WORK ORDER :: Set down the data below word for word, and leave the images aside.

*** STORED DATA Section Begins ***

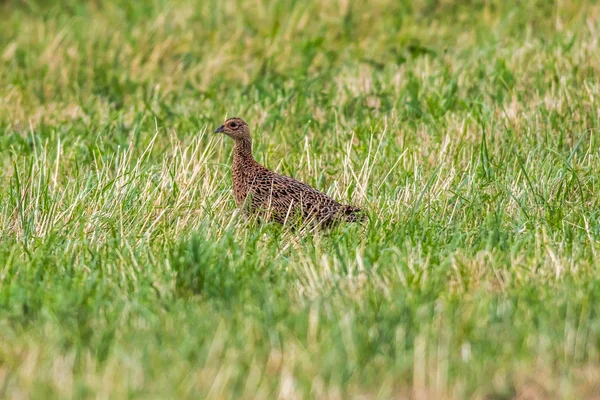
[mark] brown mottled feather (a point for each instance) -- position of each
(261, 191)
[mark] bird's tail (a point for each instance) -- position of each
(352, 214)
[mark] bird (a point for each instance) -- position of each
(274, 197)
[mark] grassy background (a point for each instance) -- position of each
(469, 130)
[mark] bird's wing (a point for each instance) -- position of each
(284, 195)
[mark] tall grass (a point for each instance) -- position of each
(469, 131)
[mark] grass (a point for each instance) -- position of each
(468, 130)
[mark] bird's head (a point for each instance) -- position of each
(235, 128)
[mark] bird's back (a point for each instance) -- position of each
(286, 199)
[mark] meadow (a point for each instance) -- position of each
(468, 130)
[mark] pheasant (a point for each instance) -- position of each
(274, 197)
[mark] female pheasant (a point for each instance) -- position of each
(258, 190)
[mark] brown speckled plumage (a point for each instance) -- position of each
(260, 191)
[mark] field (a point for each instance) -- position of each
(468, 130)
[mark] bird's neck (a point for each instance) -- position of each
(242, 150)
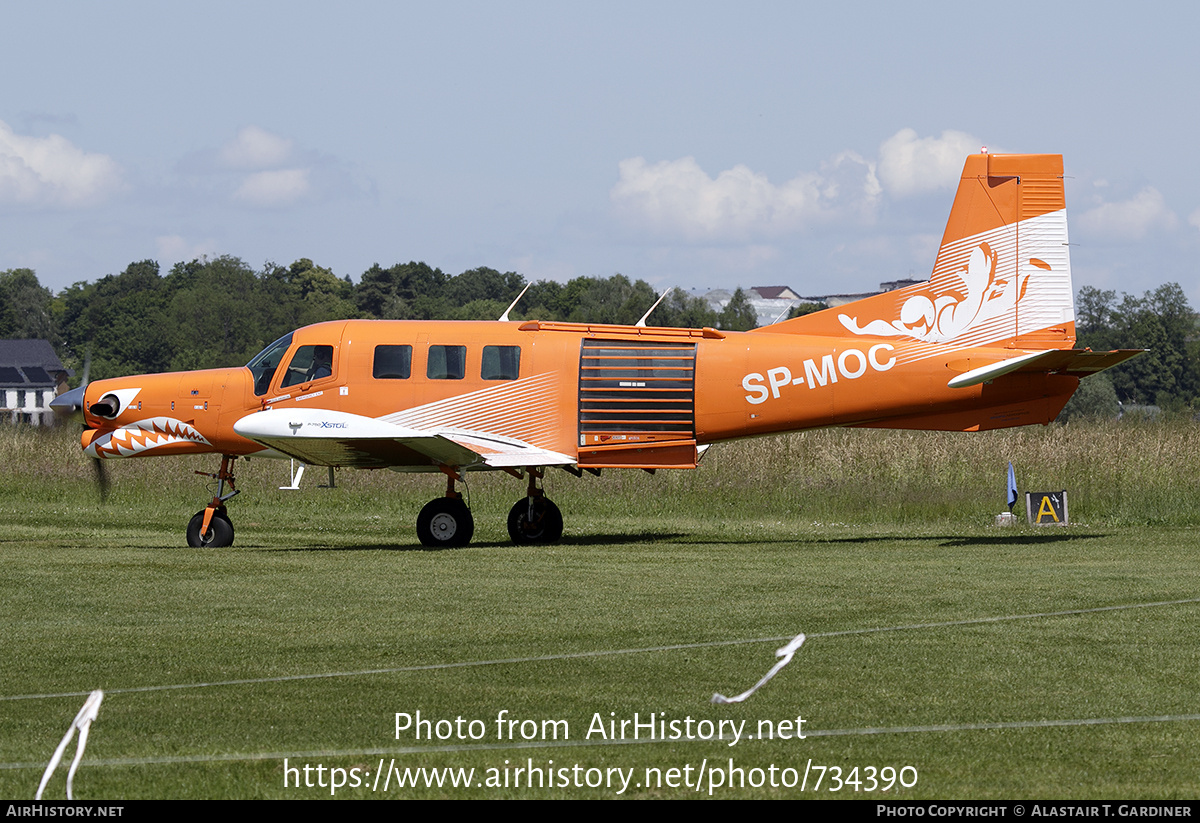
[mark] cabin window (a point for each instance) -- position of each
(265, 362)
(310, 362)
(393, 362)
(447, 362)
(501, 362)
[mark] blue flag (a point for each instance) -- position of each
(1012, 486)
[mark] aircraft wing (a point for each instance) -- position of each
(321, 437)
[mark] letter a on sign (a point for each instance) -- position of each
(1047, 508)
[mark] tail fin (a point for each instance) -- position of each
(1002, 274)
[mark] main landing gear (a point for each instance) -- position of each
(447, 522)
(211, 527)
(535, 520)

*** STORED DATA Section Ends ***

RESULT OF THE EXERCISE ::
[mark] brown mottled feather (a point for each instance) -- position of each
(261, 191)
[mark] bird's tail (a point for each instance) -- position of each
(352, 214)
[mark] bird (a point for each instance) -- position of each
(274, 197)
[mark] grassy background (a point for each instance) -- position of each
(469, 130)
[mark] bird's wing (a point for each instance) -- position of each
(284, 195)
[mark] tall grass (a point for each instance) -- position of each
(469, 131)
[mark] grass (a point for each instance) -- position of each
(468, 130)
[mark] bird's head (a point for each instance) -- position of each
(235, 128)
[mark] bird's back (a point for each instance) -- position of each
(286, 199)
[mark] meadow (a point for each instance) -- position of each
(468, 130)
[mark] pheasant (a point for each instance) -- position of each
(274, 197)
[mark] female pheasant (a point for each instance) -- position of each
(258, 190)
[mark] brown speckled plumage (a point for each instance) -- position of each
(260, 191)
[mark] field (a point for each instance) -- position of each
(468, 130)
[mark] bird's neck (a point for each instance) -- position of each
(242, 150)
[mark] cabin window (a point for each instance) -- position of each
(265, 362)
(310, 362)
(393, 362)
(447, 362)
(501, 362)
[mark] blue flag (a point for each instance) -- position of each
(1012, 486)
[mark] aircraft wing (a point for each instance) -- position of each
(321, 437)
[mark] letter a on sign (a point for each instance) -- position of each
(1047, 508)
[mark] tail fin (a point for each instance) -- position of each
(1002, 274)
[mark] main landing gear (a point for each instance) -- position of each
(447, 522)
(211, 527)
(535, 520)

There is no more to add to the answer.